■ Task input
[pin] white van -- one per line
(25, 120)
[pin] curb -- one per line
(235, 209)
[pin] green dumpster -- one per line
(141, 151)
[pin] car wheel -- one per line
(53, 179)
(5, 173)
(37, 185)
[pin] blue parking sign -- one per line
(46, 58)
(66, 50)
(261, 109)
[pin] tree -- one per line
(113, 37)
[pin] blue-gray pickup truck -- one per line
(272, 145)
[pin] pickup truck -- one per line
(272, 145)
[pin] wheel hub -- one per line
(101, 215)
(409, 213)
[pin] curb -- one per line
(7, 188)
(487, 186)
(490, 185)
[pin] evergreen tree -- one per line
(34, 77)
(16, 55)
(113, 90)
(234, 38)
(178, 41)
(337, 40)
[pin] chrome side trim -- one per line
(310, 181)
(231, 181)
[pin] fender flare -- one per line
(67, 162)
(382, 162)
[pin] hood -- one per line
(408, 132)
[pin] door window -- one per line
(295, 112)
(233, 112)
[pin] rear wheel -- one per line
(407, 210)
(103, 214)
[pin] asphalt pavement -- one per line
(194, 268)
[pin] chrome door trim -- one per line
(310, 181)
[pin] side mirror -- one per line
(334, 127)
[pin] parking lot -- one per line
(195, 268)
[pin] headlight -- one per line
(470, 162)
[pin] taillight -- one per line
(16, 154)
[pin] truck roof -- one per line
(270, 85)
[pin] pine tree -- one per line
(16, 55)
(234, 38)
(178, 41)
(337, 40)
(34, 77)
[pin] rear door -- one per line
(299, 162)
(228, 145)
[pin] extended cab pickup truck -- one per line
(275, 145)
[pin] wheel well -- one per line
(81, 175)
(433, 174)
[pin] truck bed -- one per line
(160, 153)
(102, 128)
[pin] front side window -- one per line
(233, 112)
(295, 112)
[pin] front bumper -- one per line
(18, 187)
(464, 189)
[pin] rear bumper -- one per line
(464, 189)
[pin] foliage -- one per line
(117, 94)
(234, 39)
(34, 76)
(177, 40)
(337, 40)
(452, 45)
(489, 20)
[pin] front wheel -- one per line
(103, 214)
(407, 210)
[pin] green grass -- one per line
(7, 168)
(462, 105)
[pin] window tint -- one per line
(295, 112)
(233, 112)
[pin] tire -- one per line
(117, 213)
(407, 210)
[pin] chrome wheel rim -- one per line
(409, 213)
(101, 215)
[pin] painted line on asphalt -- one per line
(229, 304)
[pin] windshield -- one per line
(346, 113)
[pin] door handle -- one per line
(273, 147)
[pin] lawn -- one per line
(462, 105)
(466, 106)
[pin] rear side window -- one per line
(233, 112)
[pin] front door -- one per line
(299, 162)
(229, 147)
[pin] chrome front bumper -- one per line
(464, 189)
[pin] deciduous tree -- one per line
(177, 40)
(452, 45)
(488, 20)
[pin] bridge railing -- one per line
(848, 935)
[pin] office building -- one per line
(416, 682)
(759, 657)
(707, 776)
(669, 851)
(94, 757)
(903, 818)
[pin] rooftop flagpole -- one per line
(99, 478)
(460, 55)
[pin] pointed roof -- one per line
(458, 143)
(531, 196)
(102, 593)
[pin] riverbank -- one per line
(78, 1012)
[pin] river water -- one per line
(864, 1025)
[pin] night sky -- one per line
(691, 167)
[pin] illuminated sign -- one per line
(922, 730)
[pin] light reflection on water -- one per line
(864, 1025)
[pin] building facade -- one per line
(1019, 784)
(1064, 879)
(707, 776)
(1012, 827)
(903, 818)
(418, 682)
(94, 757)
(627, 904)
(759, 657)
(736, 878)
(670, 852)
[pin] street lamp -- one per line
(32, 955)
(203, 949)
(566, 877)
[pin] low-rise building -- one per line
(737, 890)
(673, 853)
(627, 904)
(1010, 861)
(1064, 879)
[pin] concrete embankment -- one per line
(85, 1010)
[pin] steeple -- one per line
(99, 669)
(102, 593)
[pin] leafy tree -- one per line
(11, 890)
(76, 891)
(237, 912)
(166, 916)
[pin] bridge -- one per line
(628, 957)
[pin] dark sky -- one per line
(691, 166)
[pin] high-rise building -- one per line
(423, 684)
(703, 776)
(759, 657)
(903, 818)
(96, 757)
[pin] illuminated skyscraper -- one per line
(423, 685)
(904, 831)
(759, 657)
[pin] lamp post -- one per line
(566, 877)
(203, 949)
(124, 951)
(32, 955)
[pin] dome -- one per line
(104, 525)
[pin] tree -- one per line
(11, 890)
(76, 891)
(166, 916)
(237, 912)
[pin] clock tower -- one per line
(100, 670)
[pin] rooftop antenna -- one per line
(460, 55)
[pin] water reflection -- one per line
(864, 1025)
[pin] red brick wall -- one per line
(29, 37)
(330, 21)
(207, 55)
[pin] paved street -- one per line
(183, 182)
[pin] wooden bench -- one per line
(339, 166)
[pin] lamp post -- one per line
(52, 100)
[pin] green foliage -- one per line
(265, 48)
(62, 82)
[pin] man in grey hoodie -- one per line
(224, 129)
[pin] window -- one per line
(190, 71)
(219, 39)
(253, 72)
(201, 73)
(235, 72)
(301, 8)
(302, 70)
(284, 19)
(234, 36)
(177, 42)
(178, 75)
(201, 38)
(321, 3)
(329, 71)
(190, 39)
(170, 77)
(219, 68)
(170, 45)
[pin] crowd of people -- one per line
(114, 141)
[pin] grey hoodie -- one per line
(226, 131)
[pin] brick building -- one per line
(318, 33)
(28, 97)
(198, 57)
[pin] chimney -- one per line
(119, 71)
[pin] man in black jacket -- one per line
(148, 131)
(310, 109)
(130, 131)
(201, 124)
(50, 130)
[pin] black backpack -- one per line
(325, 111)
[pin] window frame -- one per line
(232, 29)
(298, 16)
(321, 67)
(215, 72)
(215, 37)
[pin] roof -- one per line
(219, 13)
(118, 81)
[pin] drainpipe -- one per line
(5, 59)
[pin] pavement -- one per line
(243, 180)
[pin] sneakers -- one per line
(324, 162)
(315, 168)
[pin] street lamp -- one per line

■ Goal
Reproduce every one of the entries above word for word, line by line, in the same order.

■ Task response
[pin] white van -- one per line
(25, 120)
[pin] curb -- one per line
(235, 209)
[pin] green dumpster -- one per line
(141, 151)
[pin] car wheel -- one per line
(53, 179)
(5, 173)
(37, 185)
[pin] blue parking sign -- one per line
(46, 58)
(66, 50)
(261, 109)
[pin] tree -- one per line
(113, 37)
[pin] blue-gray pickup truck -- one per line
(272, 145)
[pin] pickup truck -- one per line
(272, 145)
[pin] wheel hub -- one per line
(101, 215)
(409, 213)
[pin] curb -- one per line
(7, 188)
(487, 186)
(490, 185)
[pin] evergreen tree -- one per line
(34, 77)
(16, 55)
(113, 90)
(234, 38)
(178, 41)
(337, 40)
[pin] chrome side trim -- one per line
(310, 181)
(231, 181)
[pin] fender flare -- one per line
(67, 162)
(382, 162)
[pin] hood -- one per line
(408, 132)
[pin] door window -- one per line
(295, 112)
(233, 112)
[pin] rear wheel -- one per line
(407, 210)
(103, 214)
[pin] asphalt pavement -- one per line
(194, 268)
[pin] chrome door trim -- one per line
(310, 181)
[pin] side mirror -- one per line
(334, 127)
[pin] parking lot -- one per line
(195, 268)
[pin] headlight -- one per line
(470, 162)
[pin] taillight -- one per line
(16, 154)
[pin] truck roof -- one per line
(270, 85)
[pin] pine tree -- one per line
(16, 55)
(234, 38)
(178, 41)
(337, 40)
(34, 77)
[pin] rear door -- one per line
(299, 162)
(228, 145)
[pin] extended cab pickup truck -- one per line
(275, 145)
[pin] wheel well -- one per line
(81, 175)
(433, 174)
[pin] truck bed -- one per line
(160, 153)
(102, 128)
[pin] front side window -- one per line
(233, 112)
(295, 112)
[pin] front bumper -- one per line
(18, 187)
(464, 189)
[pin] rear bumper -- one per line
(464, 189)
[pin] foliage -- one per line
(117, 94)
(234, 39)
(34, 76)
(177, 40)
(337, 40)
(452, 45)
(489, 20)
[pin] front wheel -- one per line
(103, 214)
(407, 210)
[pin] green grass -- one per line
(7, 168)
(462, 105)
[pin] window tint -- one per line
(295, 112)
(233, 112)
[pin] tire -- one per line
(117, 213)
(407, 210)
[pin] chrome wheel rim -- one per line
(409, 213)
(101, 215)
[pin] painted line on asphalt -- one per line
(229, 304)
[pin] windshield -- one per line
(346, 113)
[pin] door handle -- one per line
(273, 147)
[pin] lawn -- one per line
(462, 105)
(466, 106)
[pin] rear side window -- one per line
(233, 112)
[pin] front door -- one per line
(299, 162)
(229, 147)
[pin] chrome front bumper -- one per line
(464, 189)
[pin] deciduous tree -- one per line
(177, 40)
(452, 45)
(488, 20)
[pin] bridge railing -- one per line
(848, 935)
[pin] office building -- one per line
(416, 682)
(759, 657)
(707, 776)
(669, 851)
(94, 757)
(903, 818)
[pin] rooftop flagpole -- one per line
(99, 478)
(460, 55)
[pin] pointed roof -- one per line
(458, 143)
(531, 196)
(102, 593)
[pin] riverbank -- one per line
(78, 1012)
[pin] river water -- one per line
(864, 1025)
[pin] night sky -- one per line
(691, 167)
[pin] illuminated sign -- one per line
(922, 730)
[pin] light reflection on water -- one per line
(864, 1025)
[pin] building facade -- one per line
(1019, 784)
(1064, 879)
(707, 776)
(1012, 827)
(903, 818)
(418, 682)
(94, 757)
(627, 904)
(759, 657)
(736, 878)
(670, 852)
[pin] street lamp -- one per line
(32, 955)
(203, 949)
(566, 877)
[pin] low-rise building -- one per line
(737, 890)
(673, 853)
(627, 904)
(1010, 861)
(1064, 879)
[pin] concrete embankment -- one per line
(85, 1010)
[pin] steeple -- one per line
(99, 669)
(102, 593)
[pin] leafy tree -- one per line
(11, 890)
(76, 891)
(237, 912)
(166, 916)
[pin] bridge -- one per line
(628, 957)
[pin] dark sky -- one per line
(691, 166)
[pin] high-rise building -- one per line
(423, 684)
(703, 776)
(759, 657)
(903, 818)
(96, 757)
[pin] illuminated skyscraper -- one per line
(423, 685)
(904, 831)
(759, 657)
[pin] lamp post -- one per line
(566, 877)
(203, 949)
(124, 951)
(32, 955)
[pin] dome -- one per line
(104, 525)
[pin] tree -- one per line
(11, 890)
(76, 891)
(166, 916)
(237, 912)
[pin] clock tower -- one per line
(100, 670)
[pin] rooftop antenna -- one per line
(460, 55)
[pin] water reflection -- one per line
(864, 1025)
[pin] red brick wall -- one per line
(29, 37)
(330, 21)
(207, 55)
[pin] paved street -- one per line
(183, 182)
[pin] wooden bench -- one per line
(339, 166)
[pin] lamp post -- one per line
(52, 100)
[pin] green foliage -- one per line
(265, 48)
(62, 82)
[pin] man in grey hoodie -- one per line
(224, 129)
[pin] window -- one per line
(190, 71)
(219, 39)
(253, 72)
(201, 73)
(235, 72)
(301, 8)
(302, 70)
(284, 19)
(234, 36)
(177, 42)
(178, 75)
(201, 38)
(321, 3)
(329, 71)
(190, 39)
(170, 77)
(219, 68)
(170, 45)
[pin] crowd of people -- one per line
(114, 141)
[pin] grey hoodie -- one per line
(226, 131)
[pin] brick building -- one per line
(318, 33)
(28, 97)
(198, 57)
[pin] chimney -- one per line
(119, 71)
[pin] man in black jacket -- one per line
(148, 131)
(310, 109)
(130, 131)
(201, 124)
(50, 130)
[pin] black backpack -- one per line
(325, 111)
[pin] window frame -- one per line
(232, 29)
(298, 16)
(321, 67)
(215, 72)
(215, 37)
[pin] roof -- one per line
(219, 13)
(118, 81)
[pin] drainpipe -- one per line
(5, 59)
[pin] pavement -- one per line
(243, 180)
[pin] sneakers -- one per line
(324, 162)
(315, 168)
[pin] street lamp -- one per line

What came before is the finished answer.